| GIVEN PASSAGE |
+-------+

In this example a rollUnit
of years was used to keep things simple. But rolling over once a year is probably not
optimal if you have alot of data coming into elasticsearch. esroll provides the following values for rollUnit
- minutes,
hours, days, months, years, and bytes. esroll provides another option rollIncrement
which is an integer. Together rollUnit
and rollIncrement
allow you to tell esroll to run its algorithm at intervals like 20 minutes, 3 hours, or 5 months.
When something like 3 hours is used, its important to understand that esroll does not necessary roll 3 hours from the last roll but rather when the hour of the day % 3 == 0. It's possible that if you start esroll with this setting at 1am, esroll would do an initial roll at 1am and then again at 3am, 6am, 9am, etc. So even though you had set to roll every 3 hours, due to index initialization, there is only 2 hours between the 1st and 2nd roll.
From an elasticsearch client perspective you would usually deal only with the pair of indexes aliases created by esroll and not the time based raw indexes. This allows your client code concern itself with logical index names (indexing and searching) even though the indexes backing those aliases are changing over time.
Finally, the way the algorithm is explained above it may lead you to think that alias updates at the time of a roll are done serially, however, this is not the case. All the alias updates are gathered together on the roll and made in one request to elasticsearch.
Before running esroll you will probably want to configure it. It's not actually required that you config esroll before running it though. That's because the esroll configuration is stored in elasticsearch and esroll will poll periodically for changes in its configuration.
Configuring esroll is done by indexing documents into the esroll
index with the type config
. The following is an
example of how to get a configuration into elasticsearch...

+-------+

| DATA EXTRACT |

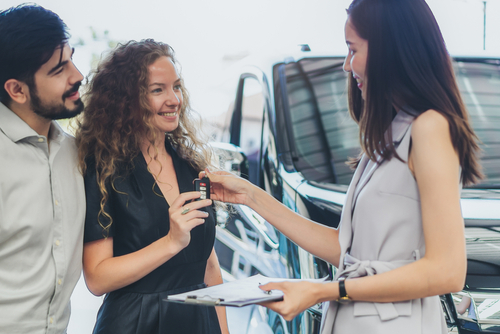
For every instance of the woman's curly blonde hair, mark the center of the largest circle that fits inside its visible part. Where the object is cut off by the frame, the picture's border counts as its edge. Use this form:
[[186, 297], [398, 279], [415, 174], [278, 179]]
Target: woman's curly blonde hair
[[118, 117]]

+-------+

| REQUIREMENTS |
(a) Translate this sentence from the passage on esroll into Spanish: "All the alias updates are gathered together on the roll and made in one request to elasticsearch."
(b) According to the passage on esroll, where is the esroll configuration stored?

| RESULTS OF THE EXERCISE |
(a) Todas las actualizaciones de alias se agrupan durante la rotación y se realizan en una sola solicitud a elasticsearch.

(b) It is stored in elasticsearch.